Name, image, and likeness rules for college athletes have been the center of conversation (and heated debates) for decades. More specifically, what are the rights of student-athletes to profit from the use of their name, image, and likeness in promotional scenarios – for example, signing on with an agent, endorsement deals, and paid autograph signings
For generations, the answer has been the same. Student-athletes, according to the National College Athletics Association (NCAA), could not profit from the use of their name, image, and likeness. In recent years, however, that has changed drastically, as state legislatures have taken it upon themselves to empower college athletes with the ability to profit from their name, image, and likeness.
So, how (and why) have the tides shifted so drastically, when it comes to name, image, and likeness rules? What are the current name, image, and likeness rules in the eyes of the NCAA? And what can we expect in future?
Those are the exact questions we’re going to answer in this article, along with examples to provide context. Although NIL rules are a moving target at the moment, players, brands with college athletic aspirations, and fans alike should know what’s true today.
NCAA’s historical commitment to amateurism
Since its founding, the NCAA has committed itself ensuring the “well-being and lifelong success of college athletes.” As a means to fulfill this mission, one of the core principles held sacred by the NCAA is the idea of amateurism.
Amateurism in the context of the NCAA’s view of college athletics is that there is a distinct line between professional athletes and college athletes, and it is a line that must be held to an immovable standard.
That’s why, in the early 1950s, the first NCAA Executive Director, Walter Byers, introduced the term “student athlete” into the lexicon of college sports, with the idea behind it being to emphasize that college athletes are students first, not athletes.
In short, the NCAA has always held that student athletes should play for the love of the game. They are not employees of a college, the way a pro athlete is an “employee” of a sports team or league. As such, they should not be compensated in any way, runs counter in every way possible to the spirit of college athletics.
That includes compensation for their name, image, and likeness.

Raw data:
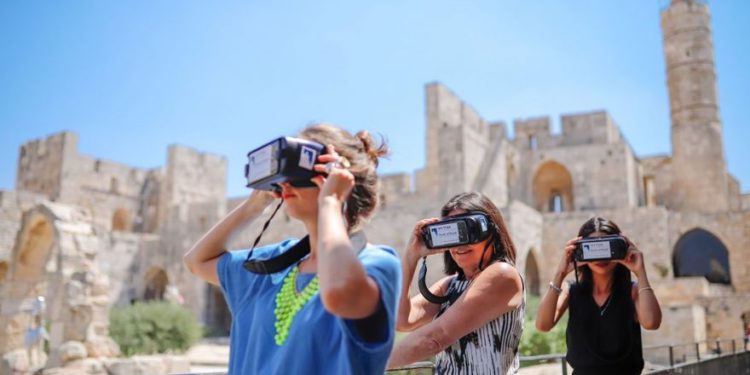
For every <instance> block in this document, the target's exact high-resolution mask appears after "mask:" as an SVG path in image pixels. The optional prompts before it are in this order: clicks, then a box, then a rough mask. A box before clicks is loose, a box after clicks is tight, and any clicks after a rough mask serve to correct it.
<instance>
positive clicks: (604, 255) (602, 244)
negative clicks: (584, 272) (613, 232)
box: [573, 235, 628, 262]
mask: <svg viewBox="0 0 750 375" xmlns="http://www.w3.org/2000/svg"><path fill="white" fill-rule="evenodd" d="M627 252H628V241H627V240H625V238H624V237H622V236H618V235H611V236H602V237H593V238H584V239H582V240H578V241H577V242H576V249H575V251H574V253H573V257H574V259H575V260H576V261H577V262H591V261H602V260H613V259H624V258H625V254H626V253H627Z"/></svg>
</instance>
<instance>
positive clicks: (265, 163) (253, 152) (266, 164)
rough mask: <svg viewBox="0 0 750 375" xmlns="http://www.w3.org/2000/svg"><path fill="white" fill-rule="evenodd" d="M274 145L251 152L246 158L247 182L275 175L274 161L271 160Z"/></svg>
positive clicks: (275, 166) (269, 145)
mask: <svg viewBox="0 0 750 375" xmlns="http://www.w3.org/2000/svg"><path fill="white" fill-rule="evenodd" d="M274 146H276V145H275V144H274V143H272V144H270V145H268V146H266V147H263V148H261V149H260V150H258V151H255V152H253V153H252V154H250V156H249V157H248V159H249V160H248V171H247V180H248V181H249V182H251V183H252V182H255V181H258V180H260V179H262V178H265V177H268V176H270V175H272V174H274V173H276V170H275V169H276V167H277V166H276V160H275V159H274V158H273V150H274Z"/></svg>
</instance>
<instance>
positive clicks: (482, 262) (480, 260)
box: [478, 241, 495, 271]
mask: <svg viewBox="0 0 750 375" xmlns="http://www.w3.org/2000/svg"><path fill="white" fill-rule="evenodd" d="M490 245H492V247H493V248H494V247H495V241H487V244H486V245H484V250H482V257H481V258H479V267H478V268H479V271H482V263H483V262H484V254H486V253H487V249H489V247H490ZM492 250H493V252H494V250H495V249H492Z"/></svg>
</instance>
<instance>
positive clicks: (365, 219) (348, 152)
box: [299, 124, 388, 230]
mask: <svg viewBox="0 0 750 375" xmlns="http://www.w3.org/2000/svg"><path fill="white" fill-rule="evenodd" d="M299 137H300V138H304V139H307V140H310V141H315V142H318V143H321V144H324V145H333V147H334V148H335V151H336V152H337V153H338V154H339V155H341V156H343V157H344V158H346V159H347V160H348V161H349V168H348V169H349V171H350V172H351V173H352V175H354V188H353V189H352V192H351V194H350V195H349V198H348V199H347V201H346V211H345V212H344V216H345V218H346V221H347V223H348V229H349V230H352V229H354V228H357V227H358V226H360V225H361V224H362V223H363V222H364V221H366V220H367V219H368V218H370V217H371V216H372V214H373V212H374V211H375V207H377V204H378V175H377V172H376V170H377V167H378V162H379V159H380V158H381V157H384V156H386V155H387V154H388V147H387V145H386V144H385V140H383V139H382V137H381V141H380V142H379V144H378V145H376V144H375V141H374V140H373V138H372V136H371V135H370V133H369V132H367V131H360V132H357V133H356V134H351V133H349V132H348V131H346V130H345V129H342V128H340V127H338V126H335V125H331V124H313V125H310V126H308V127H306V128H305V129H303V130H302V131H301V132H300V133H299Z"/></svg>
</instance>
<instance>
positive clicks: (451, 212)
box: [388, 192, 525, 374]
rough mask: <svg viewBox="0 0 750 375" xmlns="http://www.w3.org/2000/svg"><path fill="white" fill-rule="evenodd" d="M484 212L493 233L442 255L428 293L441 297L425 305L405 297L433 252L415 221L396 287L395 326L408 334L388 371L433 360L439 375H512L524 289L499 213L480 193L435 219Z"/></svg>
mask: <svg viewBox="0 0 750 375" xmlns="http://www.w3.org/2000/svg"><path fill="white" fill-rule="evenodd" d="M468 212H472V213H474V212H478V213H482V214H484V215H485V216H486V217H487V218H488V219H489V222H490V223H491V225H490V226H491V227H492V230H491V232H492V234H491V235H490V237H489V238H487V239H486V240H484V241H481V242H478V243H475V244H471V245H462V246H458V247H455V248H450V249H447V251H444V252H443V257H444V259H443V260H444V264H445V274H446V276H445V277H444V278H443V279H441V280H440V281H438V282H436V283H435V284H434V285H432V287H430V291H431V292H432V294H434V295H441V296H445V297H448V298H447V301H445V302H444V303H441V304H437V303H431V302H429V301H428V300H427V299H426V298H425V297H423V296H422V295H420V294H417V295H416V296H414V297H412V298H411V299H409V286H410V285H411V281H412V278H413V277H414V271H415V268H416V266H417V263H418V261H419V259H420V258H423V257H425V256H429V255H434V254H439V253H440V251H436V250H428V249H427V248H426V247H425V244H424V243H423V240H422V237H421V235H420V234H421V232H422V227H423V226H424V225H427V224H429V223H433V222H436V221H438V219H436V218H433V219H425V220H421V221H419V222H418V223H417V224H416V226H415V227H414V231H413V232H412V236H411V239H410V241H409V245H408V248H407V249H406V253H405V254H404V256H403V258H402V272H403V278H404V283H403V290H402V292H401V300H400V302H399V310H398V317H397V320H396V329H397V330H399V331H406V332H411V333H410V334H409V335H407V336H406V337H405V338H404V339H403V340H401V341H400V342H399V343H397V344H396V347H395V348H394V349H393V352H392V353H391V357H390V359H389V362H388V367H389V368H397V367H401V366H404V365H407V364H410V363H413V362H416V361H419V360H425V359H428V358H430V357H432V356H436V372H437V373H438V374H512V373H515V372H517V370H518V366H519V358H518V344H519V342H520V340H521V334H522V332H523V313H524V306H525V297H524V286H523V280H522V279H521V275H520V274H519V273H518V270H517V269H516V267H515V258H516V251H515V247H514V246H513V242H512V241H511V239H510V236H509V234H508V230H507V228H506V226H505V222H504V221H503V218H502V215H501V214H500V210H498V208H497V207H496V206H495V204H494V203H492V201H491V200H490V199H489V198H487V197H486V196H484V195H483V194H481V193H474V192H472V193H462V194H459V195H456V196H455V197H453V198H451V199H450V200H449V201H448V203H446V204H445V205H444V206H443V208H442V210H441V215H442V217H444V218H445V217H450V216H455V215H460V214H464V213H468Z"/></svg>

Task requirements:
According to the text on name, image, and likeness rules, who brought the term "student athlete" into the language of college sports? Answer from the text only.

Output:
Walter Byers, the first NCAA Executive Director.